**Material provided**
◇ ◇ ◇ ◇ ◇ ◇ ◇

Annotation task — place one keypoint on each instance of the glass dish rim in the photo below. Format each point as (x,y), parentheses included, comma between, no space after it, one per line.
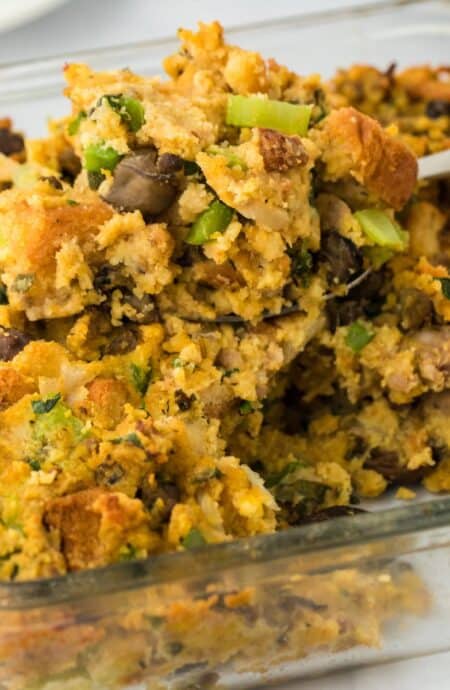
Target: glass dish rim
(302,540)
(296,19)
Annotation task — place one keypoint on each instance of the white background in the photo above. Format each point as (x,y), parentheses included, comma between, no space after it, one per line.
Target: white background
(82,24)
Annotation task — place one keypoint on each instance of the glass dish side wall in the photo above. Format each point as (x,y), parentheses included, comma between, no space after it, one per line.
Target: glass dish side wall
(246,615)
(274,617)
(404,32)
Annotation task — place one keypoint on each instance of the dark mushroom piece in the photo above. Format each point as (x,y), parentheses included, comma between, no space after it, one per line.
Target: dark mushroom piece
(387,463)
(342,256)
(10,142)
(416,309)
(69,164)
(12,342)
(143,182)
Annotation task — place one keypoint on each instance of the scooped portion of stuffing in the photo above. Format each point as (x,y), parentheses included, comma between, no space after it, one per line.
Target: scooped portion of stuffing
(223,311)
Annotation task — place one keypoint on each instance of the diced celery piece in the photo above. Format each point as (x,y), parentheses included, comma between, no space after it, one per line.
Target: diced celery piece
(99,157)
(381,230)
(254,111)
(216,218)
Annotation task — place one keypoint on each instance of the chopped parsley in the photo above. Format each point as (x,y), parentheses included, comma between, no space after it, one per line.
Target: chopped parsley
(23,282)
(45,405)
(358,336)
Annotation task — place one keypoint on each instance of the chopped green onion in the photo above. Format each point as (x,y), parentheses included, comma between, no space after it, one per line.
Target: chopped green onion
(98,157)
(246,407)
(45,405)
(445,286)
(253,111)
(193,539)
(207,475)
(232,159)
(216,218)
(74,125)
(95,179)
(3,295)
(141,377)
(358,336)
(381,229)
(131,110)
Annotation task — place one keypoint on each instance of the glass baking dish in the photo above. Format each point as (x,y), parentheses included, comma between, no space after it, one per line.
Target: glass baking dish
(252,613)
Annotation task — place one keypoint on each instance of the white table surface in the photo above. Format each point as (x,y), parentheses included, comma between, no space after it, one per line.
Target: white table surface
(90,23)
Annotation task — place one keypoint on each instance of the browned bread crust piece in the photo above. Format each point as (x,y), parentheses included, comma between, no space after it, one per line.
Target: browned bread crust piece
(355,144)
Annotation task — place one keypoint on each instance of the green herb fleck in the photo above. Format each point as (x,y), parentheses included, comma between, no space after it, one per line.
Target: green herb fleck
(215,219)
(194,539)
(132,438)
(445,286)
(95,179)
(358,336)
(74,125)
(246,407)
(131,110)
(191,168)
(207,475)
(277,478)
(45,405)
(141,377)
(3,294)
(99,156)
(23,282)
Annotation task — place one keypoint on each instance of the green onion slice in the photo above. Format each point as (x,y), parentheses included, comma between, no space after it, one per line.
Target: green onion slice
(253,111)
(98,157)
(379,228)
(216,218)
(131,110)
(445,286)
(358,336)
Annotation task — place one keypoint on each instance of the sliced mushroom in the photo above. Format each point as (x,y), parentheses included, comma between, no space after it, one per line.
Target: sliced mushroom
(12,342)
(416,309)
(142,183)
(341,255)
(387,463)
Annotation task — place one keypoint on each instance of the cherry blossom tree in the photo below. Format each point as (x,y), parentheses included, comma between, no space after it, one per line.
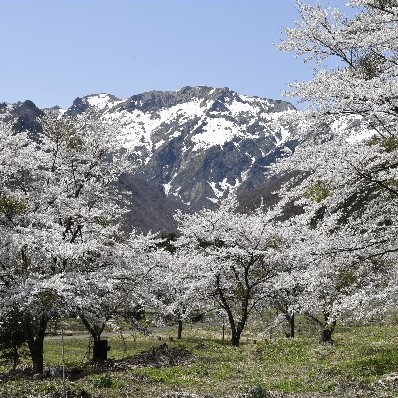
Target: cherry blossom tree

◇ ◇ ◇ ◇ ◇ ◇ ◇

**Work order**
When you retype the material above, keep every word exact and drop the images.

**Answer to the problem**
Annotation task — place one keypoint on each instance of the glass dish rim in the photo below. Format each point as (x,y), parentheses included, comma between, no space after it, one per line.
Target: glass dish rim
(302,540)
(296,19)
Annotation task — place one keypoint on each instance of the white background in the photo above. Format each point as (x,y), parentheses included, comma between, no space after it, one per line.
Target: white background
(82,24)
Annotation task — place one keypoint on each instance of the glass dish side wall in the photo above. Format each point as (x,y), parentheses included, comma between, no space after it, one per line.
Target: glass dish side wall
(246,615)
(274,617)
(404,32)
Annotation task — place one keypoint on each instance of the dark mushroom piece in the photo above. Format each point as (x,y), parentheses included, comma between, no space after it, one per line.
Target: dark mushroom piece
(387,463)
(342,256)
(10,142)
(416,309)
(69,164)
(12,342)
(143,182)
Annotation task — place one keypoint on each instance of the scooped portion of stuffing in the photo above. Format each point as (x,y), parentheses included, comma between, no space after it, one per line.
Target: scooped portion of stuffing
(223,311)
Annotation task — place one keypoint on each instance of the diced celery piece in the photo above. Format each point as (x,y), parentheses included, comma between, no space after it, one per line.
Target: diced celery piece
(99,157)
(381,230)
(254,111)
(216,218)
Annotation task — place one keypoint on each instance of the chopped parsley in the photo above. Format each point as (x,y), parentheses included, comma between, no space after it, one per line.
Target: chopped parsley
(23,282)
(45,405)
(358,336)
Annotation task — place one keypoint on each instance of the chopped green onion in the photo above. Format each point as (x,y), parentheses included, comma between, no space after it, one per line.
Target: chopped green onion
(98,157)
(246,407)
(45,405)
(445,286)
(253,111)
(193,539)
(207,475)
(232,159)
(216,218)
(74,125)
(95,179)
(3,295)
(141,377)
(358,336)
(381,229)
(131,110)
Annotation task — place one keypoint on each instance of the glass baking dish in the photo above. Format each point as (x,y), parentheses included, comma between, no space after it, one per line.
Target: glass baking dish
(252,613)
Annotation task — place one keypoint on each instance of the white table surface in the photo above. Format each point as (x,y), parentheses included, comma between, no space after it, one per line.
Target: white table surface
(90,23)
Annotation task — place one keypoint on each instance of the browned bread crust piece in the photo above. Format each point as (x,y), parentheses included, comma between, no space after it, one per line.
Target: browned bread crust piece
(355,144)
Annotation task — place one keypoint on each instance of the green herb fleck in the photo above. Format each point as (x,y), parentheses included, comma between, no space after it, one per line.
Target: green herb fleck
(215,219)
(194,539)
(132,438)
(445,286)
(95,179)
(358,336)
(74,125)
(246,407)
(131,110)
(191,168)
(207,475)
(277,478)
(45,405)
(141,377)
(3,294)
(99,156)
(23,282)
Annotation task — place one keypoint on each instance of the green onion slice in the photo above. Format each point as (x,y), parentheses included, comma between, no space after it, one per line.
Target: green onion slice
(253,111)
(98,157)
(379,228)
(216,218)
(131,110)
(445,286)
(358,336)
Annotation task — place one keypoint on each instance of the sliced mushroom in the photo above. Format each point as (x,y), parentheses included, comma between, no space after it, one per line.
Target: sliced mushroom
(12,342)
(416,309)
(142,183)
(341,255)
(387,463)
Annotation task — place one keypoint on each instance of the cherry blossom tree in the photo below. Format each point as (x,y), parentheses included, comma between, no space after it, one per line.
Target: cherry blossom tree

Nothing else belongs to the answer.